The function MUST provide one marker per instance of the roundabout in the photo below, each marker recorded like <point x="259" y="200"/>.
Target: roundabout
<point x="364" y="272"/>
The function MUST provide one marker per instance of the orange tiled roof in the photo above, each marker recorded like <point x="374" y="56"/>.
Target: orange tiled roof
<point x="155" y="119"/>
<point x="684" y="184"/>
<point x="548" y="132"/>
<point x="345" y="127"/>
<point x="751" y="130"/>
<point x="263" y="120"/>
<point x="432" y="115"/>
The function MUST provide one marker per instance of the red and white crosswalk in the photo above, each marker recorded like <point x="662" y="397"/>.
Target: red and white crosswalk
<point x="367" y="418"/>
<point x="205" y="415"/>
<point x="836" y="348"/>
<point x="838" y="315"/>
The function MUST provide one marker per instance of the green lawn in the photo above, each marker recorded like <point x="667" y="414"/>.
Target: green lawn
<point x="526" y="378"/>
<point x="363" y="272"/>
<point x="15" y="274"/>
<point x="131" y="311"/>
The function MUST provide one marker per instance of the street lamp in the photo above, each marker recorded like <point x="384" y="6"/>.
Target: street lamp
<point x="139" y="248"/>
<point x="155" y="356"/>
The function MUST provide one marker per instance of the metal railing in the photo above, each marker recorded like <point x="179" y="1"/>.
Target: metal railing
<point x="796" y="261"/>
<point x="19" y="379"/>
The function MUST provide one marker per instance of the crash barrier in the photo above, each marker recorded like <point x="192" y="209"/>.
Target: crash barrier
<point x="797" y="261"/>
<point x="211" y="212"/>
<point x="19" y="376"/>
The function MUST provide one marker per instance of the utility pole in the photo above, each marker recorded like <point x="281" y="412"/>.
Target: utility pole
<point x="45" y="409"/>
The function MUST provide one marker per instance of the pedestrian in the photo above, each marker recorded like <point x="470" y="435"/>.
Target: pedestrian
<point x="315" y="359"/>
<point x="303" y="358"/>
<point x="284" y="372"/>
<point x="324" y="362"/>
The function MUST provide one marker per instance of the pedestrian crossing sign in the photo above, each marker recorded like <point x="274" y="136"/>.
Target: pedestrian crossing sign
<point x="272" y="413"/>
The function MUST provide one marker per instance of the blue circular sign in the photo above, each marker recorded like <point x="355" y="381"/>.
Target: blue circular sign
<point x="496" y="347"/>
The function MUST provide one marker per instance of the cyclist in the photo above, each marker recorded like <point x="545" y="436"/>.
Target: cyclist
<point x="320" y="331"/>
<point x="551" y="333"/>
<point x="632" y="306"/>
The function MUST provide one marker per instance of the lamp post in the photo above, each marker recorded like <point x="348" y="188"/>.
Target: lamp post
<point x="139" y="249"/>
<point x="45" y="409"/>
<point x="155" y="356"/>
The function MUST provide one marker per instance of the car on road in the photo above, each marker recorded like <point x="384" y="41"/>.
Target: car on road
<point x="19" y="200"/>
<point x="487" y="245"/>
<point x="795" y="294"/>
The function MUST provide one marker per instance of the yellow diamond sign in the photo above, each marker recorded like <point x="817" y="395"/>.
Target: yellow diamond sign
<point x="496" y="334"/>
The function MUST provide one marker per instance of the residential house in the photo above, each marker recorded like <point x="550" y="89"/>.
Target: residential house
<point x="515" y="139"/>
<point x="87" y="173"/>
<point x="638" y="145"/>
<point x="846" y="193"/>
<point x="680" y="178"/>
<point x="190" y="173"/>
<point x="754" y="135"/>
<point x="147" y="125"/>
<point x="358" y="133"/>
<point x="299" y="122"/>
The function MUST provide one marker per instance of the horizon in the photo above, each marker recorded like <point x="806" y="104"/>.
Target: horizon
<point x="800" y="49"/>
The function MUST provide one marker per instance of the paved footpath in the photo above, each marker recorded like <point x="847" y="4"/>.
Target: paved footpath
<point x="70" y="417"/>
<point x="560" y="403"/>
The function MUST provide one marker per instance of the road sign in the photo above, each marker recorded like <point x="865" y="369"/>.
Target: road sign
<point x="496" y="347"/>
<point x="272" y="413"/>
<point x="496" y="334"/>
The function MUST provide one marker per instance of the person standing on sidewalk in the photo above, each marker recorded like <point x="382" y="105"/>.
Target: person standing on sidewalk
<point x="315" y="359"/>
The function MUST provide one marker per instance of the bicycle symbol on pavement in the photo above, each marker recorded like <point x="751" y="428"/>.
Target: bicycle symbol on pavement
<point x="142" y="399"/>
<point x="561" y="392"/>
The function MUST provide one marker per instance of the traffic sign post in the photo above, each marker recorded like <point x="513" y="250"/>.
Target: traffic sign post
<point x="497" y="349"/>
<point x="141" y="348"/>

**CHALLENGE**
Quote each line above in full, word for word.

**FULL ANSWER**
The function MUST provide one marker per instance of the roundabout in the photo below, each marker recorded like <point x="259" y="200"/>.
Target: roundabout
<point x="364" y="272"/>
The function MUST provide one marker per instance of the orange tiled roof in the photo above, each marker recorded like <point x="374" y="56"/>.
Target: orange tiled roof
<point x="155" y="119"/>
<point x="684" y="184"/>
<point x="548" y="132"/>
<point x="345" y="127"/>
<point x="751" y="130"/>
<point x="263" y="120"/>
<point x="432" y="115"/>
The function MUST provide one marker per instance of the red and white crosswalk in the photo above, each marker recorded like <point x="662" y="397"/>.
Target: red and white crosswalk
<point x="367" y="418"/>
<point x="205" y="415"/>
<point x="836" y="348"/>
<point x="838" y="315"/>
The function MUST provide one marker per instance of the green lawn in the photo above, each marker recorded like <point x="667" y="414"/>.
Target: green lawn
<point x="526" y="378"/>
<point x="363" y="272"/>
<point x="15" y="274"/>
<point x="131" y="311"/>
The function MUST provide one marker per instance of the street lamp in the photo above, each marker recorded like <point x="384" y="6"/>.
Target: street lamp
<point x="139" y="248"/>
<point x="155" y="356"/>
The function MUST provide one marker per instance of the metal railing in the photo above, each marker recorded like <point x="179" y="1"/>.
Target: metal railing
<point x="796" y="261"/>
<point x="19" y="379"/>
The function MUST provide one marker per instance of the crash barrier in the photo above, each marker recorded like <point x="192" y="209"/>.
Target: crash barrier
<point x="797" y="261"/>
<point x="211" y="212"/>
<point x="19" y="376"/>
The function MUST provide one marker per instance of the utility pole in the photo above, each marker recorded like <point x="281" y="412"/>.
Target: utility pole
<point x="45" y="409"/>
The function MUST provide one marker per instance of the pedestrian in the photo above, each marker recorded like <point x="470" y="435"/>.
Target: pedestrian
<point x="315" y="359"/>
<point x="303" y="358"/>
<point x="284" y="372"/>
<point x="324" y="362"/>
The function MUST provide one marker per instance of the pedestrian crossing sign in the photo above, each marker recorded like <point x="274" y="136"/>.
Target: pedestrian crossing sign
<point x="272" y="413"/>
The function MUST provide one marker per instance of the blue circular sign in the photo above, each marker recorded like <point x="355" y="381"/>.
Target: blue circular sign
<point x="496" y="347"/>
The function MUST provide one marker per instance of the cyclist in the photo above, each marker recorded like <point x="545" y="436"/>.
Target: cyclist
<point x="320" y="331"/>
<point x="551" y="333"/>
<point x="632" y="306"/>
The function MUST provide one marker per instance of the lamp post in the photo above, each marker recorded like <point x="348" y="188"/>.
Target: lamp post
<point x="139" y="249"/>
<point x="45" y="409"/>
<point x="155" y="356"/>
The function MUST provide one marker per instance of the car on road in the photo above, each marker recorded like <point x="384" y="41"/>.
Target: car on road
<point x="19" y="200"/>
<point x="487" y="245"/>
<point x="795" y="294"/>
The function MUST provide one marker per instance of the yellow diamond sign in the photo above, each marker recorded like <point x="817" y="395"/>.
Target: yellow diamond sign
<point x="496" y="334"/>
The function MUST provide one marker per instance of the residential house in the photo above, each marker recorded like <point x="550" y="89"/>.
Target: residential house
<point x="515" y="139"/>
<point x="87" y="173"/>
<point x="638" y="145"/>
<point x="846" y="193"/>
<point x="680" y="178"/>
<point x="190" y="173"/>
<point x="754" y="135"/>
<point x="147" y="125"/>
<point x="358" y="133"/>
<point x="299" y="122"/>
The function MUST provide one marker per instance of the horizon in the photo above, each marker recorded like <point x="806" y="104"/>.
Target: horizon
<point x="800" y="49"/>
The function MUST provide one marker per instance of the paved footpath in the photo above, each marker recorded like <point x="847" y="4"/>.
Target: paved footpath
<point x="70" y="417"/>
<point x="560" y="403"/>
The function MUST provide one marker per instance of the road sign in the photo above, each marker recorded like <point x="865" y="369"/>.
Target: road sign
<point x="496" y="347"/>
<point x="272" y="413"/>
<point x="496" y="334"/>
The function MUST provide one marker per instance of the person standing on sidewalk in the photo above, each marker recorded like <point x="382" y="105"/>.
Target: person standing on sidewalk
<point x="315" y="359"/>
The function MUST provide one marker per instance of the bicycle symbol on pavement in the photo above, each marker recorded like <point x="751" y="428"/>.
Target: bicycle symbol on pavement
<point x="142" y="399"/>
<point x="561" y="392"/>
The function MUST provide one marker per instance of the traffic sign post in the photo above, each marker recorded like <point x="513" y="250"/>.
Target: traffic sign post
<point x="497" y="349"/>
<point x="141" y="348"/>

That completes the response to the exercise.